» **Problem details**
Once the line containing "A rule for this batch: each instance of the unopened" is found in the records below, return it and each following line exactly, up to and including the line containing "Target: narrow curved leaf", and nothing else.
Segment Start: Given information
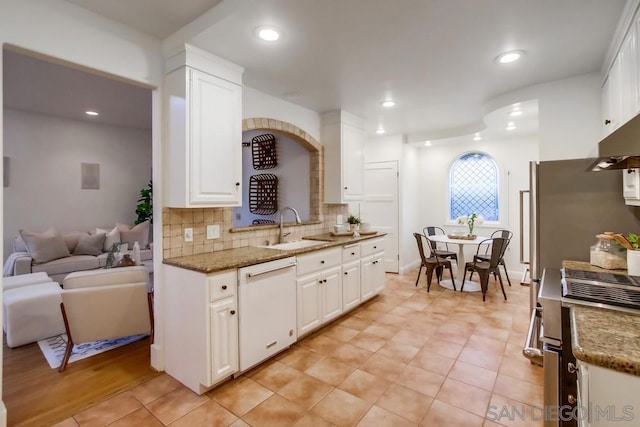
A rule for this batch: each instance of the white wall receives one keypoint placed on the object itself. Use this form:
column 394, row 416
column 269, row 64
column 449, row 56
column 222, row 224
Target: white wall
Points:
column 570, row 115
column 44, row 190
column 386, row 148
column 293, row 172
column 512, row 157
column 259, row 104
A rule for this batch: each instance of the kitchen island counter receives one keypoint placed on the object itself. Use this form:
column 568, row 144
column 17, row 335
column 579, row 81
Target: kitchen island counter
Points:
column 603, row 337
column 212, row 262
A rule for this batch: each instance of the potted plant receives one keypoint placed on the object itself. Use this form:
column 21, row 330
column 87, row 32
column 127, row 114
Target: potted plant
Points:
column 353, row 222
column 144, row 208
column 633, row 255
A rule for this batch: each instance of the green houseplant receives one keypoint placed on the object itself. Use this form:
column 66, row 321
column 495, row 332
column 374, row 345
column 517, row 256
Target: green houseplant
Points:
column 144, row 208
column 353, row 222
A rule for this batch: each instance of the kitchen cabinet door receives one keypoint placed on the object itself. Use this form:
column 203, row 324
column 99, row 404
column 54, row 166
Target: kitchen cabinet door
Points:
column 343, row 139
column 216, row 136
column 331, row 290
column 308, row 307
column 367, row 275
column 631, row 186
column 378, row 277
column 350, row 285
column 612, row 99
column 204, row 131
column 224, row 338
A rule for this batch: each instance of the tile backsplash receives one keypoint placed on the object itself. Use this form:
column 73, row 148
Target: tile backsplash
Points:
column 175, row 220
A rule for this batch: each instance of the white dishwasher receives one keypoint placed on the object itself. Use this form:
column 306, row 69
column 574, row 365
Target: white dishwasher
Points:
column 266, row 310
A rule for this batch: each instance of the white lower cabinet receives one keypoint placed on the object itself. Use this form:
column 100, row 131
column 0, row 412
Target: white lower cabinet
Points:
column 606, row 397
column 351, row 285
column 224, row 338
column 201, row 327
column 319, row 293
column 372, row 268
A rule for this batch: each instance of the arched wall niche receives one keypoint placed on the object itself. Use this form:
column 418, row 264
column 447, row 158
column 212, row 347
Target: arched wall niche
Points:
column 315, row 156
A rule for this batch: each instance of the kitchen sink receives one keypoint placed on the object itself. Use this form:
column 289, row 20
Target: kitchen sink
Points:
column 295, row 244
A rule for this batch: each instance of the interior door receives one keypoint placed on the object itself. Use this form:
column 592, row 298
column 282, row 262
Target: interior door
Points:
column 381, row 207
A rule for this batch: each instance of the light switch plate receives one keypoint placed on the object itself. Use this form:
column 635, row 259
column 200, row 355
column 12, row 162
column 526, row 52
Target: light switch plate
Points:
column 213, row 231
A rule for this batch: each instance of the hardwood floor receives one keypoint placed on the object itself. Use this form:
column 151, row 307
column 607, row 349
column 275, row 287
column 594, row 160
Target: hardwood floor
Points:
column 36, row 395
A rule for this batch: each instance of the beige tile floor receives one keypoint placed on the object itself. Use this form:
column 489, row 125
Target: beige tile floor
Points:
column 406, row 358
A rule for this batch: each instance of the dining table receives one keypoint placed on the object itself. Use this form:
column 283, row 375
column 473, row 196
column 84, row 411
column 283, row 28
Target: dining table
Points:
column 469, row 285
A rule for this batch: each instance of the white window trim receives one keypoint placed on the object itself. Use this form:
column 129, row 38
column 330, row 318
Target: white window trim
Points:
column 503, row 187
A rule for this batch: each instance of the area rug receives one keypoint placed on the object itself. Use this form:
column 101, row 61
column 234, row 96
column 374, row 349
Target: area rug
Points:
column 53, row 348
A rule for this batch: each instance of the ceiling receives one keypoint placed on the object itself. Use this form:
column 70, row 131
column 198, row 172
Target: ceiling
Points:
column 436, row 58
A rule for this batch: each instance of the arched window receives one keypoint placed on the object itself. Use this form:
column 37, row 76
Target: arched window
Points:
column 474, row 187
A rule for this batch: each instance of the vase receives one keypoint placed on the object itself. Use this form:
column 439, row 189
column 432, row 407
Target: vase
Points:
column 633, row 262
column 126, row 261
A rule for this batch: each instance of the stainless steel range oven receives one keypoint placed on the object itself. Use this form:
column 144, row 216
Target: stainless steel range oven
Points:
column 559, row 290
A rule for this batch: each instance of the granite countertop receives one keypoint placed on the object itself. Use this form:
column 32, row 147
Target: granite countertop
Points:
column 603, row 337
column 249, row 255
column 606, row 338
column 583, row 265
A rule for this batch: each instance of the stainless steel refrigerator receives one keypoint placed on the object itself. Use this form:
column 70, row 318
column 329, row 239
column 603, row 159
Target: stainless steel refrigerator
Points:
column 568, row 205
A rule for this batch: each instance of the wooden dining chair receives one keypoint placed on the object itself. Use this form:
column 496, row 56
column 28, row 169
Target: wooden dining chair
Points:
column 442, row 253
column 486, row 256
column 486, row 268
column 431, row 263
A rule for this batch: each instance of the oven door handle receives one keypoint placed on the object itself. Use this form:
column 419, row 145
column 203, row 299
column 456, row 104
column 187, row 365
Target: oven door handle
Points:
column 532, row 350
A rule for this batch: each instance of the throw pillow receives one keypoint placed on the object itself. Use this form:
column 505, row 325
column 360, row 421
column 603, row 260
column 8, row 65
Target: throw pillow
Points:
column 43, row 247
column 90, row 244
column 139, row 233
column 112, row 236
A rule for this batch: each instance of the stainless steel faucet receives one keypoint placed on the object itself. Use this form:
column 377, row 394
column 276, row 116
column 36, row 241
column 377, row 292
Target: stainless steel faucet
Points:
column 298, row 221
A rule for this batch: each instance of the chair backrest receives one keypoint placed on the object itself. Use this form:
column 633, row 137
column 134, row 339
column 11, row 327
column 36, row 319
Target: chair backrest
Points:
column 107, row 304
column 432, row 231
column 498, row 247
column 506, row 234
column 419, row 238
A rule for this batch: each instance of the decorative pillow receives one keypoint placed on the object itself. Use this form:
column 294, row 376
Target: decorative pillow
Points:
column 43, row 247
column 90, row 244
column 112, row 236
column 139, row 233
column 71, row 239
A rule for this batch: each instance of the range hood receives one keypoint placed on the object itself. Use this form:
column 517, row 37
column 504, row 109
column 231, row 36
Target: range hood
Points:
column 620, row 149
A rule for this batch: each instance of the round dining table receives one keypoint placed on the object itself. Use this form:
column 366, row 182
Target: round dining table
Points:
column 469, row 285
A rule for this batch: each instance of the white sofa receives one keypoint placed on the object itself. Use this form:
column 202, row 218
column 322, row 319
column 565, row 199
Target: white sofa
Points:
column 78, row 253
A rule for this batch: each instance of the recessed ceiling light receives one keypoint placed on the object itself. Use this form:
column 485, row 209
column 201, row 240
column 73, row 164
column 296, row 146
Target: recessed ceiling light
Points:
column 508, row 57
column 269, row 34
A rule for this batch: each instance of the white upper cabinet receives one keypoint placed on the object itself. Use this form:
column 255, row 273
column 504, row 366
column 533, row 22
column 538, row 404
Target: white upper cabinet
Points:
Segment End: Given information
Segment Start: Given information
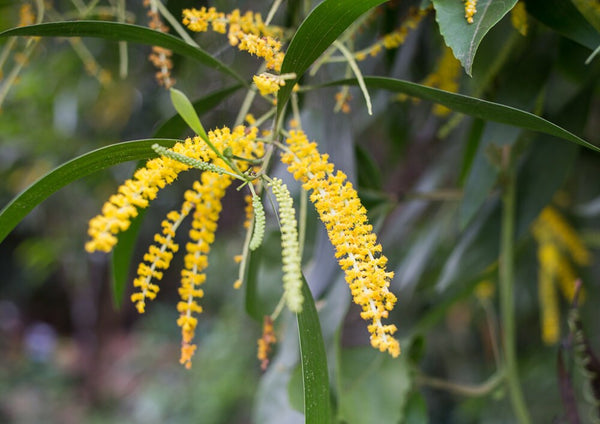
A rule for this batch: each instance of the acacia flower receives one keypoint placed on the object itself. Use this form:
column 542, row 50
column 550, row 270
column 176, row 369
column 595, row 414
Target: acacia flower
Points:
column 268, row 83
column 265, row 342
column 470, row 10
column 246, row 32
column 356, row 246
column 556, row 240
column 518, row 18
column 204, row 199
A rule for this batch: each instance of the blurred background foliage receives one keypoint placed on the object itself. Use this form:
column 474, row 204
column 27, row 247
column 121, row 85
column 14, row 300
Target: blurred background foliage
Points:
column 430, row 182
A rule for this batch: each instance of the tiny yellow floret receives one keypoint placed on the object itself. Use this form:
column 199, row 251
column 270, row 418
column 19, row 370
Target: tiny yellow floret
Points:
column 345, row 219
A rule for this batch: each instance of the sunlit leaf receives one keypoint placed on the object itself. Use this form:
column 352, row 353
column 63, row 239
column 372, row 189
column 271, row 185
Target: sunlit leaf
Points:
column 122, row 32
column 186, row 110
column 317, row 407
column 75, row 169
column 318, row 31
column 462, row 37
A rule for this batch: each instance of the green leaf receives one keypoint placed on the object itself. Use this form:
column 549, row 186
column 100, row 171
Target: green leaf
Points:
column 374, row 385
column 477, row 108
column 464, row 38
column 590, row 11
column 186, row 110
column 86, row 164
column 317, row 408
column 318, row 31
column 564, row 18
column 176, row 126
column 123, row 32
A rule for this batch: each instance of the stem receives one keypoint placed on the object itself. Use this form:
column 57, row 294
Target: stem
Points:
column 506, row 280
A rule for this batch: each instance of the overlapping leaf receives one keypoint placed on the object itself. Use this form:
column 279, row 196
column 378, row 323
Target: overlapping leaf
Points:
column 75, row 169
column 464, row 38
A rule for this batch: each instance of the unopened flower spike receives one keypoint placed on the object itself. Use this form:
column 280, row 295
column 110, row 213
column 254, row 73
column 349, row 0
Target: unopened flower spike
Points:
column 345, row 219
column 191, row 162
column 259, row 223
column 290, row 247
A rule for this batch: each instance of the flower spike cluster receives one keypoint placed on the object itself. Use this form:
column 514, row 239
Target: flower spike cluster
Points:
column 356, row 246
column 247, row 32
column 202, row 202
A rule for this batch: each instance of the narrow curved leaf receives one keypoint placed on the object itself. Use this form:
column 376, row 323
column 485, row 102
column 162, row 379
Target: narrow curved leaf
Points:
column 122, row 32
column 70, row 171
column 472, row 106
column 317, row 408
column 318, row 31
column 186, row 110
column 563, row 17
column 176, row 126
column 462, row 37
Segment End: Given information
» **Exercise answer**
A rule for this batch: each instance of the unopened flower spike receives one keypoint placed on the object itself. Use this form:
column 280, row 295
column 110, row 213
column 254, row 73
column 349, row 0
Target: unopened flower spike
Points:
column 345, row 219
column 191, row 162
column 259, row 223
column 290, row 247
A rule for this batch: each instance of the flower spike cluster receives one keypoint placed on the object itself. Use this form:
column 514, row 239
Target: flower spike cluster
Points:
column 356, row 246
column 247, row 32
column 202, row 202
A rule for this batch: each instance of the narrow curved leaf receives one keypoint placed on the object itself. Use this form:
column 376, row 323
column 485, row 102
column 162, row 379
Target: narrow curved leaf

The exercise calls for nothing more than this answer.